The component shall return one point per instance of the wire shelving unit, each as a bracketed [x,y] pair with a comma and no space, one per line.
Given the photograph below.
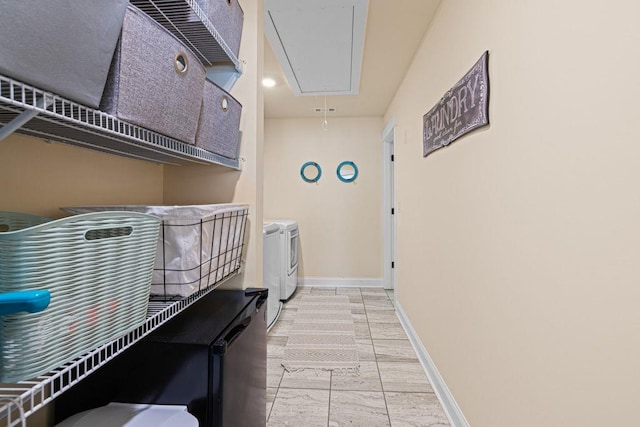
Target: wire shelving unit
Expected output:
[20,400]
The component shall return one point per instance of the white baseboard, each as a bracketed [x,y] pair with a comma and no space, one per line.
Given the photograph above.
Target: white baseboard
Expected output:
[451,408]
[340,282]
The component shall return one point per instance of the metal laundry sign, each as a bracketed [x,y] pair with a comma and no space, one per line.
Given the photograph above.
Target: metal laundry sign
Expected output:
[463,108]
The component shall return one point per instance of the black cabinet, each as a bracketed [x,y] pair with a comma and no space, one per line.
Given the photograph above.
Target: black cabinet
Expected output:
[211,358]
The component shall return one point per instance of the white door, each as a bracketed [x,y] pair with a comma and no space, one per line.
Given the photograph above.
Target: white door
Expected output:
[389,206]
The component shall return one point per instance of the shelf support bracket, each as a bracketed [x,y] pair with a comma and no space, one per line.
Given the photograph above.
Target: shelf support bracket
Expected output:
[23,118]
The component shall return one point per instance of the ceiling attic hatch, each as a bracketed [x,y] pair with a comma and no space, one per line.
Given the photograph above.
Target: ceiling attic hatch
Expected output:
[319,43]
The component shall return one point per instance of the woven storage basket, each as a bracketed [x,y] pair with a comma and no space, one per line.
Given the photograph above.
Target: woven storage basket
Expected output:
[199,245]
[227,18]
[155,81]
[219,124]
[62,46]
[97,268]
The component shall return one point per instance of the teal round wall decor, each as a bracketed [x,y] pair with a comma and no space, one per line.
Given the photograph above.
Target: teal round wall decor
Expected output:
[310,172]
[347,171]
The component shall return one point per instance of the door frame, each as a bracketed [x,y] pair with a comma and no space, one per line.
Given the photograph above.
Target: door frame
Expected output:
[388,203]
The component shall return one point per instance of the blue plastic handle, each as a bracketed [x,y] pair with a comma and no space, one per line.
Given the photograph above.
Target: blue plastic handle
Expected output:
[30,301]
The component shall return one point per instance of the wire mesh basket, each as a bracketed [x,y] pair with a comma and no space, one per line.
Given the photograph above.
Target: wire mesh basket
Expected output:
[198,247]
[70,285]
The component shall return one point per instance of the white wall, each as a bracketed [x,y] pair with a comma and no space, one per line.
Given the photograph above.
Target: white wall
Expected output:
[518,244]
[38,178]
[340,224]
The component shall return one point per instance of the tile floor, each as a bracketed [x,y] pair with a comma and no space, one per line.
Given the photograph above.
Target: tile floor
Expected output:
[391,390]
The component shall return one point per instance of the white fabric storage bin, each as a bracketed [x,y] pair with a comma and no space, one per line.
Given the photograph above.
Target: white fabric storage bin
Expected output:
[132,415]
[62,46]
[199,245]
[155,81]
[219,124]
[227,18]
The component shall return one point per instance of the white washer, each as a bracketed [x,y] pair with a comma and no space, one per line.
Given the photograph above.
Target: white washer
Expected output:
[271,270]
[289,259]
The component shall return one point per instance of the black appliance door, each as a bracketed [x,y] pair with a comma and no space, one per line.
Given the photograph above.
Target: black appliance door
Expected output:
[238,377]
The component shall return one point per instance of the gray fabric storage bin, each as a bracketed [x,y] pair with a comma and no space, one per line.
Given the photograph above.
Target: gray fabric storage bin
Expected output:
[147,85]
[227,18]
[219,128]
[61,46]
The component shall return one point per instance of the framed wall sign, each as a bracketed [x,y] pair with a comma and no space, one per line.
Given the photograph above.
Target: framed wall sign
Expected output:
[463,108]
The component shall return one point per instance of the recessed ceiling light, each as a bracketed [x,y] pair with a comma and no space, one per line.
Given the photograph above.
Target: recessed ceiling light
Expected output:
[268,82]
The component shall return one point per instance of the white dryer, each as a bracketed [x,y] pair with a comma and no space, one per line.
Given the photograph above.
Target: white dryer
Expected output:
[289,256]
[271,266]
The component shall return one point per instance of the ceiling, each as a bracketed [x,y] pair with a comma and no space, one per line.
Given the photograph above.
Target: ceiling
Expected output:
[394,30]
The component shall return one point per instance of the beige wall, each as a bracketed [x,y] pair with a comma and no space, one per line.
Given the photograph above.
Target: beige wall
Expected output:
[340,224]
[38,177]
[213,184]
[518,246]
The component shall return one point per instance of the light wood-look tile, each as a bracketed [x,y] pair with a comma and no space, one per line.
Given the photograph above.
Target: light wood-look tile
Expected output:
[387,331]
[365,351]
[415,410]
[378,303]
[367,379]
[274,372]
[282,328]
[382,316]
[323,291]
[352,292]
[358,408]
[307,378]
[404,376]
[300,407]
[394,351]
[275,346]
[271,396]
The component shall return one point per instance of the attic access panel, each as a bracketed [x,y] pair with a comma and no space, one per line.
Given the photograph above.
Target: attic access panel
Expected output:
[319,43]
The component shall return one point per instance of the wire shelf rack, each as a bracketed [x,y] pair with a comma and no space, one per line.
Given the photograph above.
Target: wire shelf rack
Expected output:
[20,400]
[44,115]
[199,35]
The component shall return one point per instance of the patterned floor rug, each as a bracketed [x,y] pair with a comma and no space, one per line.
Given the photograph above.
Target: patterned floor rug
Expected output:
[322,336]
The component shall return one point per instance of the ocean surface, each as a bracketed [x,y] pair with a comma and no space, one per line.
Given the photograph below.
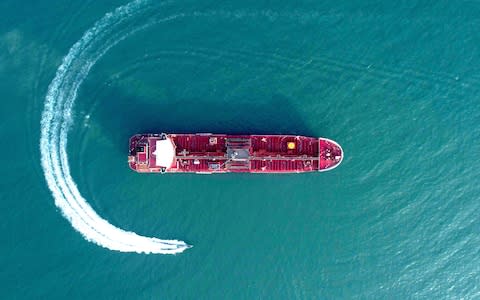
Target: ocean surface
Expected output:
[396,83]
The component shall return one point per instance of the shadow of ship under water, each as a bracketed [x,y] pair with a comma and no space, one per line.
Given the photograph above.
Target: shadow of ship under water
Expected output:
[129,116]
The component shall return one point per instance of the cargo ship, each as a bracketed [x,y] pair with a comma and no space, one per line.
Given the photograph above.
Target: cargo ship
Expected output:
[207,153]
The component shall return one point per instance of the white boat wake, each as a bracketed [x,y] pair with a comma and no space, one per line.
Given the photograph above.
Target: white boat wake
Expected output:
[55,123]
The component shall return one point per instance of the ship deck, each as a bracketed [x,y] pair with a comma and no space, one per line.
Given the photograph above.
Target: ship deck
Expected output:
[218,153]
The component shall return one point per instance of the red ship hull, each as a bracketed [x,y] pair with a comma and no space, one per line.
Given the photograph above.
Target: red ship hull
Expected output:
[221,153]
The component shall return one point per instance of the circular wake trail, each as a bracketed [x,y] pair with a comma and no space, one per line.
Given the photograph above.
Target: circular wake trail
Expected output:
[55,123]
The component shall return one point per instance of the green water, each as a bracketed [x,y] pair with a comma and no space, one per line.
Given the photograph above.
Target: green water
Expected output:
[396,84]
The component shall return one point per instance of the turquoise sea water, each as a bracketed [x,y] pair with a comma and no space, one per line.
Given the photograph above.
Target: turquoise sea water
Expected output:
[397,84]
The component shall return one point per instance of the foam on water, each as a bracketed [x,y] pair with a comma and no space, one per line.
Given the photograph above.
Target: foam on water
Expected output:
[55,123]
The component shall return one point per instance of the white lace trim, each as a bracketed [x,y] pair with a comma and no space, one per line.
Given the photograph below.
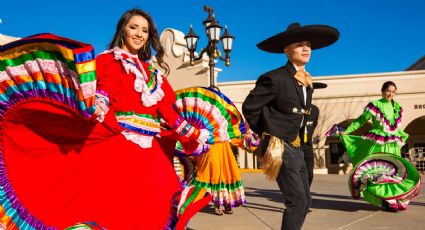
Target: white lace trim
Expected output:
[148,99]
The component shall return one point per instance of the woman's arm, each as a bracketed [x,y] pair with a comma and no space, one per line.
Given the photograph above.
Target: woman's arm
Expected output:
[359,122]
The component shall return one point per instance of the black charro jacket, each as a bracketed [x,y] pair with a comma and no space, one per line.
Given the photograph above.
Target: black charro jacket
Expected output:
[274,105]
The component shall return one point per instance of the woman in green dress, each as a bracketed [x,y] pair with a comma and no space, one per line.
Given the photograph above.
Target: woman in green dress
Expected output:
[381,175]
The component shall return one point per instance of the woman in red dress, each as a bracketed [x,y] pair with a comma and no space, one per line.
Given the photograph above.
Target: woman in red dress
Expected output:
[64,169]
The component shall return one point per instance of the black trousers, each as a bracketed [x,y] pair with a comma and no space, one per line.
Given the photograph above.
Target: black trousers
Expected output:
[309,160]
[293,183]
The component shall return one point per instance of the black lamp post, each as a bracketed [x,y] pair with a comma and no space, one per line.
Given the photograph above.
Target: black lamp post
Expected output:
[213,31]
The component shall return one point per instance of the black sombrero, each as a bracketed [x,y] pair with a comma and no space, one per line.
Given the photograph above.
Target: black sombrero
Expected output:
[319,35]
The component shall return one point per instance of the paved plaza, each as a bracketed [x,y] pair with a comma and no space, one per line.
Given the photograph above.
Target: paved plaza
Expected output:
[333,208]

■ ■ ■ ■ ■ ■ ■

YOUR GOAL
Your answer must be every line from the listing above that holds the string "patterned".

OUTPUT FOR THIS TASK
The component shall return one point per instance of the patterned floor rug, each as a bracketed [x,y] pair with a comma and no space, one per line.
Target: patterned floor rug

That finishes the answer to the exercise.